## WHAT YOU SHOULD DO
Produce a word-for-word copy of the listing below without its pictures.

○ ○ ○ ○ ○ ○ ○

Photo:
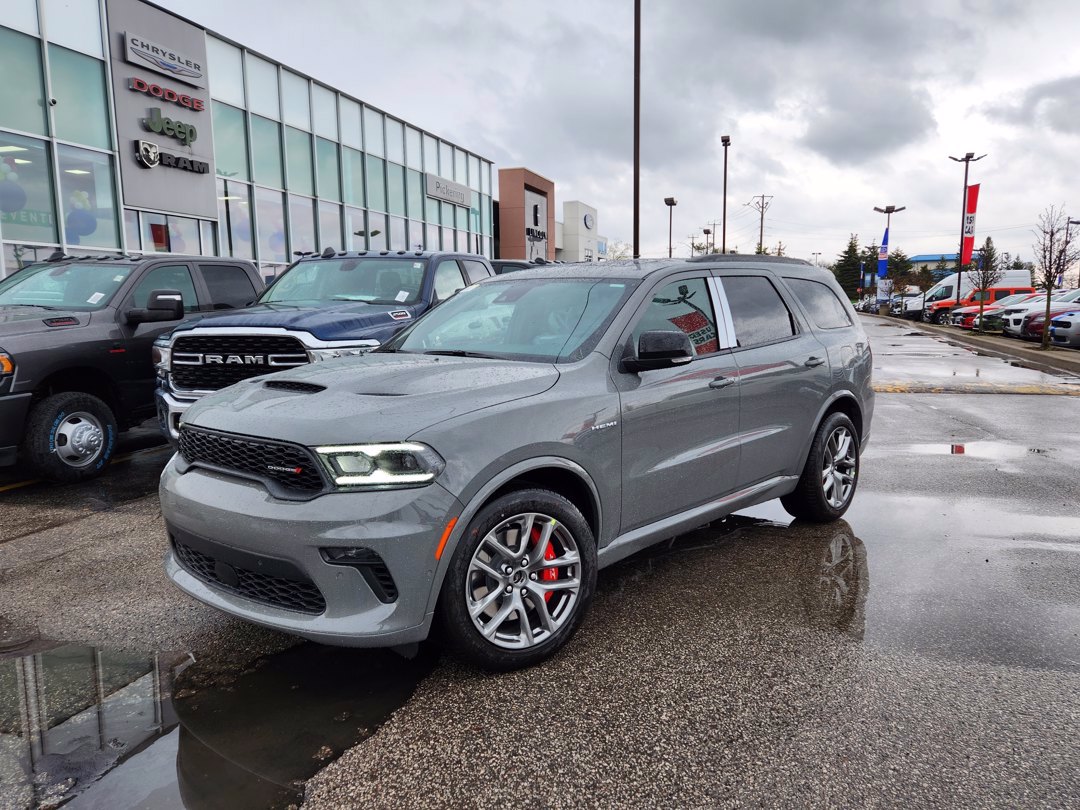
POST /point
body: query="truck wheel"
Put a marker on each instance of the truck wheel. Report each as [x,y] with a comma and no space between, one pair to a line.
[831,474]
[520,581]
[69,436]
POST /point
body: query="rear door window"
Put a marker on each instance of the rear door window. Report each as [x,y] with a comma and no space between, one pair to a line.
[448,280]
[825,309]
[758,312]
[229,286]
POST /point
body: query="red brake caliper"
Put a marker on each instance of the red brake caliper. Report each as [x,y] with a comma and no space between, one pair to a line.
[548,575]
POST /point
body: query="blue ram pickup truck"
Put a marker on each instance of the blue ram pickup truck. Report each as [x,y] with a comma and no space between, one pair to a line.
[324,306]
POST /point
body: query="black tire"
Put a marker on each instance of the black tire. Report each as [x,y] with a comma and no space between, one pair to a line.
[809,500]
[54,422]
[459,630]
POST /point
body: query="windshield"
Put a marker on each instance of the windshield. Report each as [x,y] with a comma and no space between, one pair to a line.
[376,280]
[541,320]
[78,286]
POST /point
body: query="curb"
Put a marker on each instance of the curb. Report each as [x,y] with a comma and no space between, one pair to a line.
[1055,361]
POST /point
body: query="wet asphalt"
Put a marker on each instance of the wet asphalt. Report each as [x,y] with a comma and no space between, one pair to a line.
[926,650]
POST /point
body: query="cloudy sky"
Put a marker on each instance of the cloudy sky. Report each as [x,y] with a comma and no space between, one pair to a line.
[833,106]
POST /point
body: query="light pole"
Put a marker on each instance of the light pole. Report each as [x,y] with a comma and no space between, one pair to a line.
[967,160]
[1066,251]
[889,211]
[671,202]
[726,140]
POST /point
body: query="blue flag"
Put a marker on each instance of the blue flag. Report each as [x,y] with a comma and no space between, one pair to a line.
[883,256]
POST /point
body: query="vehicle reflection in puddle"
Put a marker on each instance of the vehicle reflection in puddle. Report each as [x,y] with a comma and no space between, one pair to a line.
[93,728]
[813,575]
[979,449]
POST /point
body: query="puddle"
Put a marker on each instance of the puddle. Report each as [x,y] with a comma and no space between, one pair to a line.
[94,728]
[980,449]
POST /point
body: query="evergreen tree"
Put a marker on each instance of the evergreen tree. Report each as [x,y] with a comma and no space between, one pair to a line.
[846,268]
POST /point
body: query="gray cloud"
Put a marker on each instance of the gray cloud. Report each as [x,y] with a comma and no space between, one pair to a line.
[1052,105]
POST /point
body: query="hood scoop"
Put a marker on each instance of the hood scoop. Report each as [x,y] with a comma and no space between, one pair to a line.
[295,386]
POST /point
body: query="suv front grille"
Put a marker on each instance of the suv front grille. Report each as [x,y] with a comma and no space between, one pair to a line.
[210,362]
[294,592]
[285,467]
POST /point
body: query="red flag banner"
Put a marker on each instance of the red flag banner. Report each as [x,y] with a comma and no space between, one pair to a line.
[969,225]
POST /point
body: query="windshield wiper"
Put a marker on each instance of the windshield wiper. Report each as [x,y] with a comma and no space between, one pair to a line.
[461,353]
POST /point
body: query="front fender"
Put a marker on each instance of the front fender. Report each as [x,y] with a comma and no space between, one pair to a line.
[485,491]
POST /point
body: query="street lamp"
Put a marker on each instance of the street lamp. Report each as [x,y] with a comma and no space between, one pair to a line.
[1066,252]
[726,140]
[671,202]
[968,159]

○ ○ ○ ○ ○ ○ ○

## RESULT
Photo:
POST /point
body: query="truck wheel"
Put a marker on each instance of the truck wheel. Report each as [x,y] with a comma and no space between, one pair to a line.
[831,474]
[520,581]
[69,436]
POST /point
body: query="rear door window"
Put a marker on each instance of the rear door window. Report each as [x,y] with a comma and no space between, one pair to a line.
[448,280]
[825,309]
[758,312]
[229,286]
POST /point
body: query="red brake caliper"
Put a marker on each instance of the red brake caliper. Report each as [x,y] with a comma and no space between, one pair to a line.
[548,575]
POST /point
body: query="blue ram pickup truck"
Put a marker on each instance of the blue ram pickup truck. Report each as [x,y] with a comma and no space between, one pair to a line.
[324,306]
POST /point
body: query="black tire"
Put a marker on each instance of the black tire. Report each as [x,y] with a comma and no space between, one pair to a line.
[809,500]
[54,422]
[459,630]
POST /point
body: query="windshield"
Put a marker on each instance of the windshield. Report each as [x,y] with a comma and no space between, one pair to a line.
[376,280]
[541,320]
[78,286]
POST /point
body: query="curb"
Put a marker on each instance of the curb. Report each as [x,y] with a comma and no space between, one pair to a line.
[1055,361]
POST /point
body: query="wet asphalt"
Put a marker on each instance of the wet asphalt. Report each as [x,y] with a comma and no space between, one pair to a line.
[926,650]
POST /point
body: query="cloudy sky"
Put a marker on each instance of the cloudy sky. Report each as [x,y] with a comma and no space between, one pair to a line.
[833,106]
POST /point
body: query="light pole"
Put a marker on each instance of the light pole. Report each as [x,y] with a comma and no space between, one pair to a line.
[967,160]
[1066,251]
[889,211]
[671,202]
[726,140]
POST /point
body: query="blue flag"
Put a marker on each instance of the blue flag. Report each as [x,y] with a comma and no space between, one pair to a line.
[883,256]
POST /point
body: query="vehicle reflection in puddle"
Put a marker on each instance of the vehicle reflection in puddle. Report each as [x,y] with a comma and no space between, one pair to a line.
[93,728]
[813,575]
[979,449]
POST /point
body: query="puddle"
Put a marker on each instance of the puddle. Report each as [x,y] with a comma and no space between, one pair to a line.
[94,728]
[980,449]
POST /point
body: query="evergreen tree"
Put a marker on each instance of the evergreen tree. Report each as [x,y] with a comma and no space between, one pair to a line.
[846,268]
POST /point
body: query="gray cloud"
Put a marker on each instance of the gray cloud. Report each as [x,y] with a comma and no space between, one pair to a line.
[1052,105]
POST /point
body: query="hood scoop"
Put a marker on each instance of the hood scoop. Report each as [x,y] with a comma and no space between, one pair to a line.
[295,386]
POST /point
body: query="suv front grille"
Put a marker on each instance of the suv front grille. Report each as [x,y] with a comma and no space between, one pair to a line.
[210,362]
[294,592]
[285,467]
POST /point
body: query="red flag banner"
Put a marker on each instance of the red flag banner. Report each as [x,y] with a comma and no space between, one pair to a line.
[969,225]
POST /point
body: query="windshield wiper"
Put a marker on each instance of the windshield wiper. Report each as [x,y] with a comma and no space between, one pair to a line.
[461,353]
POST /point
body: query="front fender"
Put a marker on each instance of the front fender. Report each as [x,y] with a comma and no space between, one pair to a line.
[485,491]
POST /point
body: query="street lamp"
Put a marker on each instance of the street lamp. Report each as [x,y] with a comma and no space between, one pair to a line.
[1066,252]
[726,140]
[671,202]
[968,159]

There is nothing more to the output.